- [Directions for this task] Please express the records below as a two-column CSV with the header row text,answer and one row per record. Put each record's text and its answer in separate quoted fields with line breaks replaced by spaces, and leave the pictures out.
***** Information shown
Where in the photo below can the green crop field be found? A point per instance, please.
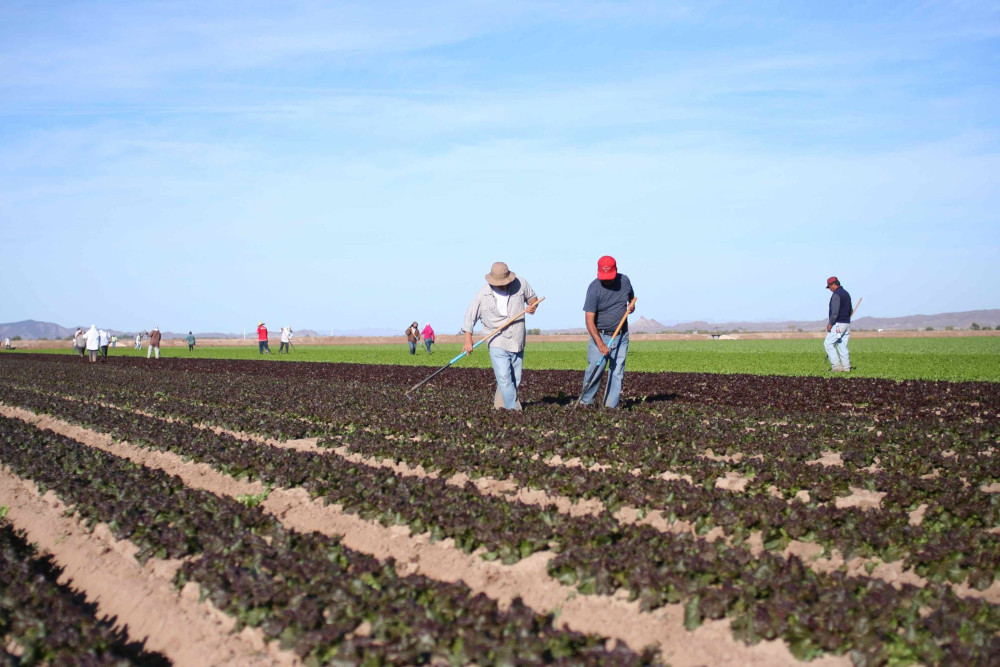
(954, 359)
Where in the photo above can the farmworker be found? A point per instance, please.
(93, 342)
(503, 295)
(413, 337)
(608, 299)
(104, 341)
(286, 340)
(262, 338)
(154, 342)
(838, 327)
(80, 342)
(428, 335)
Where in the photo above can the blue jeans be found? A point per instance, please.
(616, 370)
(836, 343)
(507, 370)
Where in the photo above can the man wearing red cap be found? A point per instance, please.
(607, 300)
(838, 327)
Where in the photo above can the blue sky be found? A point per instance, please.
(341, 166)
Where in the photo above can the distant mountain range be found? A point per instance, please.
(31, 329)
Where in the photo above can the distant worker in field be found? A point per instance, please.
(609, 298)
(838, 327)
(413, 337)
(428, 335)
(262, 338)
(154, 343)
(93, 342)
(105, 340)
(80, 342)
(503, 296)
(286, 340)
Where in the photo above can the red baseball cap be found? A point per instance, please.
(607, 268)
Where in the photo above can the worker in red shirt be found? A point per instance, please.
(262, 338)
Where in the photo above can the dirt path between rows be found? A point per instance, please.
(810, 552)
(611, 616)
(141, 599)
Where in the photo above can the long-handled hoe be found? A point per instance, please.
(484, 340)
(599, 370)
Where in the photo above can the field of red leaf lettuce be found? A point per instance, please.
(843, 516)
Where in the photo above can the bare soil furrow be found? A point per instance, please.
(610, 616)
(809, 552)
(142, 598)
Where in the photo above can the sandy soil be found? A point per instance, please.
(142, 598)
(611, 616)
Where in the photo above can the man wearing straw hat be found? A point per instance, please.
(608, 299)
(504, 295)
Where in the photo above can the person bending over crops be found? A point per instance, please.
(93, 342)
(262, 338)
(286, 340)
(608, 299)
(504, 295)
(154, 342)
(838, 327)
(428, 335)
(104, 340)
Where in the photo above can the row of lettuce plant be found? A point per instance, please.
(947, 546)
(598, 554)
(888, 399)
(44, 622)
(951, 446)
(316, 596)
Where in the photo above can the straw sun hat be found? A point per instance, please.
(500, 275)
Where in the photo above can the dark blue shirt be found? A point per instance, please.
(840, 306)
(608, 300)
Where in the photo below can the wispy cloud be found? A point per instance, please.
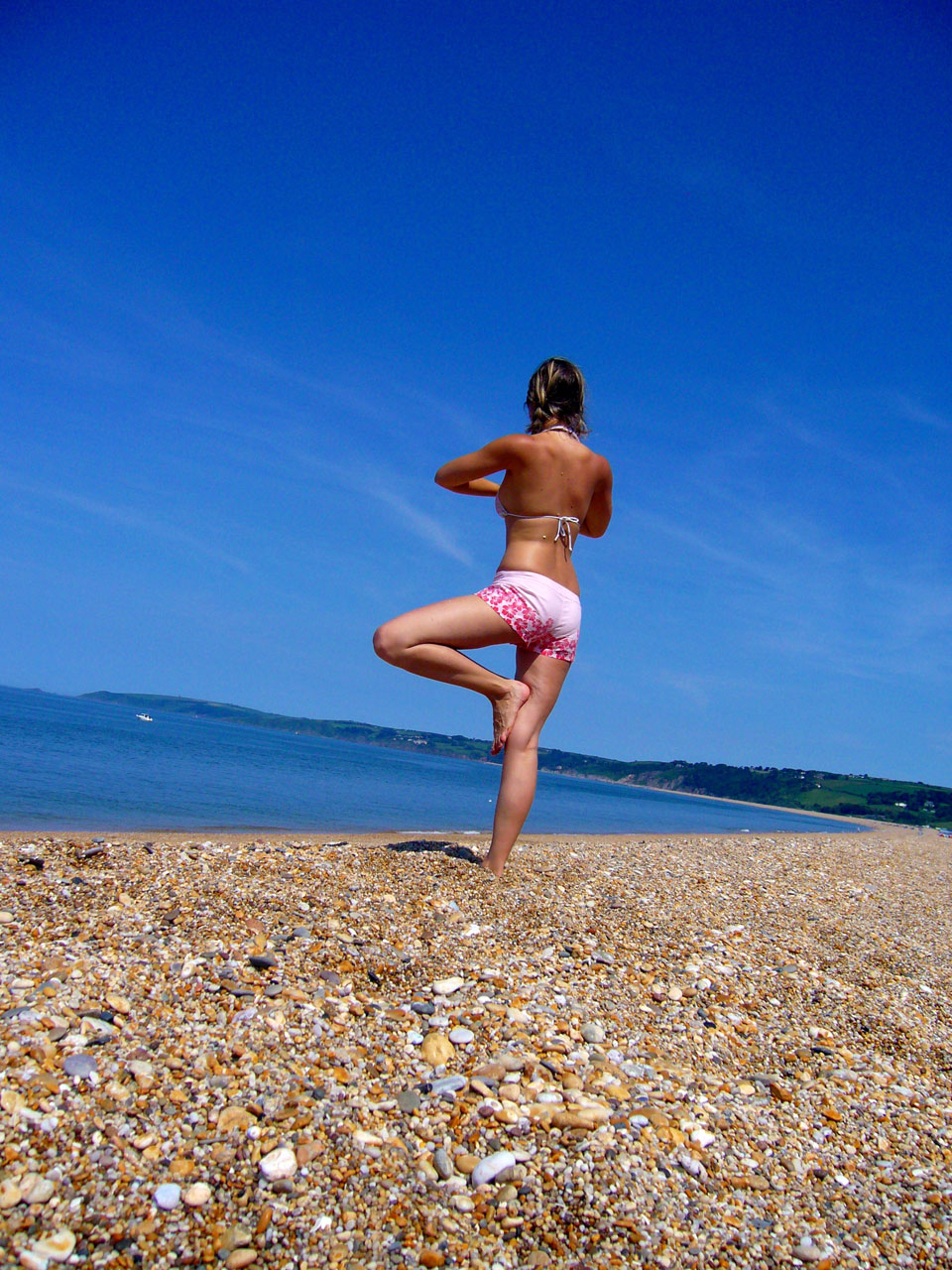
(127, 518)
(916, 413)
**********
- [The solution]
text,answer
"Where in the photo below can the green crop field be found? A point per instance, please.","(954, 359)"
"Where in the photo above can the farmworker be found? A point per instance, please.","(93, 342) (503, 295) (413, 337) (608, 299) (104, 341) (286, 340) (262, 338) (154, 342) (838, 327) (80, 342) (428, 335)"
"Where in the photo above can the blue jeans be found? A point per instance, please.","(616, 370) (836, 343) (507, 370)"
"Where in the photo above can the man wearing red cap be found? A point per instance, please.","(607, 300) (838, 327)"
"Where in the photo above can the blue sky be found? A point per instance, please.","(341, 166)"
"Where in the photo above can the distant mountain range be found? A point per instance, please.","(31, 329)"
"Where in the photo above can the distant worker in field be found? A point per instance, please.","(609, 298) (838, 327) (413, 337) (428, 335) (262, 338) (154, 343) (93, 342) (105, 340) (80, 342) (503, 296) (286, 340)"
"Where in the photo above can the red baseball cap be found? A point per instance, please.","(607, 268)"
"Where in the photo above can the worker in red shirt be found? A point per instance, please.","(262, 338)"
"Where in the photo above can the dirt path between rows be found? A point per instance, please.","(810, 552) (611, 616) (141, 599)"
"Where in the photo above can the long-handled hoe be found? A point per instance, please.","(484, 340) (599, 370)"
"Where in the photo above can the field of red leaf lettuce be found? A point per instance, please.","(843, 516)"
"Where in the photo above can the bare soil furrow be found? A point per instance, please.","(610, 616) (809, 552) (142, 598)"
"Where in the photo above can the sandy soil be found? A point per instance, please.","(142, 598) (611, 616)"
"Where in the photo above can the man wearing straw hat be found? A point per instance, please.","(608, 299) (504, 295)"
"Where in the photo above can the person bending over crops be found? A point per instance, please.","(93, 342) (262, 338) (286, 340) (608, 299) (504, 295) (154, 342) (838, 327) (428, 335) (104, 340)"
"Where in the photo above can the row of lettuce plant be found? A point per instance, please.","(947, 546) (598, 554) (888, 399) (44, 622) (951, 446) (316, 596)"
"Where in the photo above can the straw sun hat be found? A point per instance, please.","(500, 275)"
"Where in the photo above can the dark blue shirt be found? A point per instance, please.","(840, 306) (608, 300)"
"Where in the photo below can the wispy cloud be found? A point per instance, please.","(127, 518) (916, 413)"